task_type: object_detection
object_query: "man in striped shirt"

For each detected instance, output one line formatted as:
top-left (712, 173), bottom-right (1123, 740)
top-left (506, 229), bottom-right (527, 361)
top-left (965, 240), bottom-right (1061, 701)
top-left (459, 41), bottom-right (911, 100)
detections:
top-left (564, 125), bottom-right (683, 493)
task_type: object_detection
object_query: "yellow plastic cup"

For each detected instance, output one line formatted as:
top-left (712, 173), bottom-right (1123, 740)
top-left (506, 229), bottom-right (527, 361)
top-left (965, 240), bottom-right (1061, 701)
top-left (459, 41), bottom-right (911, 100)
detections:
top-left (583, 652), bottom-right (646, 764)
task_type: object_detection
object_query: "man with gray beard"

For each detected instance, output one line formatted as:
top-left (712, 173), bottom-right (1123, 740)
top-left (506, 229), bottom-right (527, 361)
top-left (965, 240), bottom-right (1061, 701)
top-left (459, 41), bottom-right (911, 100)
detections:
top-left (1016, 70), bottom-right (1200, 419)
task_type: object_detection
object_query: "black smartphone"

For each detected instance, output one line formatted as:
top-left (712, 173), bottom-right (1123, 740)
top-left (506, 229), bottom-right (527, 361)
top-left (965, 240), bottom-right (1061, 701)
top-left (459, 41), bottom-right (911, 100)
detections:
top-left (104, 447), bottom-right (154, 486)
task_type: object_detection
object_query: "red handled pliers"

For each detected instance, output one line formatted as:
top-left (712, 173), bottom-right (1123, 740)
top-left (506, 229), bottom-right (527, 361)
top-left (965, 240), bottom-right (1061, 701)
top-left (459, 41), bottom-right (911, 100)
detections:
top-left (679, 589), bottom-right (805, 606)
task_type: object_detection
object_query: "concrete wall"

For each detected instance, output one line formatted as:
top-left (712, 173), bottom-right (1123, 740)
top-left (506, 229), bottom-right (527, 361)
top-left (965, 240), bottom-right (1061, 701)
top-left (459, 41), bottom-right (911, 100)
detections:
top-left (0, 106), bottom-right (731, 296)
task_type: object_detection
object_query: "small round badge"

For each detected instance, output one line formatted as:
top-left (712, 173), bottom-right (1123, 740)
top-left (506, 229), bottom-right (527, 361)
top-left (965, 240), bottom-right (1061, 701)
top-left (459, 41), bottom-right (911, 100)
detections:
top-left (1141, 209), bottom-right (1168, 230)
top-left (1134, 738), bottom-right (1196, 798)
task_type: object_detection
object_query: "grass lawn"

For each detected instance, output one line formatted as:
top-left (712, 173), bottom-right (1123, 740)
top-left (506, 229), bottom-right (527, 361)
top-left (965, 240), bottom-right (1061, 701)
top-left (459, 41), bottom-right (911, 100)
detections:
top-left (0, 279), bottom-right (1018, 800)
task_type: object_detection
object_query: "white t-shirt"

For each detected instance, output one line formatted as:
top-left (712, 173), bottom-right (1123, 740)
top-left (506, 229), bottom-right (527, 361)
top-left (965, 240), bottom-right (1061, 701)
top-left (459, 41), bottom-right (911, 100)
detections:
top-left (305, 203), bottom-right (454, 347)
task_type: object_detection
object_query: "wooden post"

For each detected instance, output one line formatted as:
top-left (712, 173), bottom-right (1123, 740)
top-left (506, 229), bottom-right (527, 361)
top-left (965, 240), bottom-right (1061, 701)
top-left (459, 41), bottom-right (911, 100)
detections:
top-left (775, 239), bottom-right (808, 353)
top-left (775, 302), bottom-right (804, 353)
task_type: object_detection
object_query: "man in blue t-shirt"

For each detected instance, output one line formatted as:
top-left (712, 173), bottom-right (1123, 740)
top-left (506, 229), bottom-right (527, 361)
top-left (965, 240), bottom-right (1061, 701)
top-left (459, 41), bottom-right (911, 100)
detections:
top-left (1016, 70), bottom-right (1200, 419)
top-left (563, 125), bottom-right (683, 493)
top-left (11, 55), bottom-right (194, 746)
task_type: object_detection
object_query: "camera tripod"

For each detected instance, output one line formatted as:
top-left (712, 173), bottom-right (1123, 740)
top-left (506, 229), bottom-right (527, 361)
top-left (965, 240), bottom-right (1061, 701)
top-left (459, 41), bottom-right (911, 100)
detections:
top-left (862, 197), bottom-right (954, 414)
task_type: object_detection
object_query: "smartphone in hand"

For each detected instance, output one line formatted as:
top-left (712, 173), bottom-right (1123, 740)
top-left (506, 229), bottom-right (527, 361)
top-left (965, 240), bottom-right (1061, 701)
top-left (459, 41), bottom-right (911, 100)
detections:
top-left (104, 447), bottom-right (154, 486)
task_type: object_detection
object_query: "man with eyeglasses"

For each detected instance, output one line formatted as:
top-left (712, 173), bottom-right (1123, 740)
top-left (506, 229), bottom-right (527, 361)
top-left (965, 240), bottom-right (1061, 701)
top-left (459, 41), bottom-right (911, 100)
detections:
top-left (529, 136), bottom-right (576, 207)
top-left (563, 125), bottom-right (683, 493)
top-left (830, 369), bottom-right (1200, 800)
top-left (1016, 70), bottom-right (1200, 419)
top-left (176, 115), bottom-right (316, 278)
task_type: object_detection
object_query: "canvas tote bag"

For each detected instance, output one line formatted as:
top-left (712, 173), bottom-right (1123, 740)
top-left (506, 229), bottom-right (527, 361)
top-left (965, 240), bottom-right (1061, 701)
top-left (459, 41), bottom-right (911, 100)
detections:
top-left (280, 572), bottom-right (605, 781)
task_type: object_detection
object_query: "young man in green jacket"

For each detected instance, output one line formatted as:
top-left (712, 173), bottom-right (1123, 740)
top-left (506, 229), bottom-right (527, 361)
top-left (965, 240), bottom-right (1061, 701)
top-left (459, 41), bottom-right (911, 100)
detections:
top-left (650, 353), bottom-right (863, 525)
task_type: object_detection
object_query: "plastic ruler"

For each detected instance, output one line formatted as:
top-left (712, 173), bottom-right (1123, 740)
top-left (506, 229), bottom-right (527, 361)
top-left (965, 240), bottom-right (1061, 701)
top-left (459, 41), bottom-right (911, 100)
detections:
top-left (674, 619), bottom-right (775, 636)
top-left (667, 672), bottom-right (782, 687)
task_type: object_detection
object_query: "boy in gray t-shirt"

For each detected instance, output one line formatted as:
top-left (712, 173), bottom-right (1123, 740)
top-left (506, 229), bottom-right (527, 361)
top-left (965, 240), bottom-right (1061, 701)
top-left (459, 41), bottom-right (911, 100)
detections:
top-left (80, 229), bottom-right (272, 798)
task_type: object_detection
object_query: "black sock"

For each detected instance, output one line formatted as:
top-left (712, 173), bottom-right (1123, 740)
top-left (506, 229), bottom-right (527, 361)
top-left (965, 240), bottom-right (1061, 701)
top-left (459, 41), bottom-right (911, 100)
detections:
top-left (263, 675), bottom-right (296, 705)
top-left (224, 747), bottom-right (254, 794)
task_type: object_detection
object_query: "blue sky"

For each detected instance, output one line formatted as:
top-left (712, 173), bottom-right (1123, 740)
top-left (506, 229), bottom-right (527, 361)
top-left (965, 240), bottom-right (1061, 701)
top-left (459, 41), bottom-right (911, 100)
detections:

[What is expected] Pull out each line of the rows above that contains the word "with". Matching is case-sensitive.

[Solution below]
object_query: "man with gray beard"
object_query: "man with eyeglasses"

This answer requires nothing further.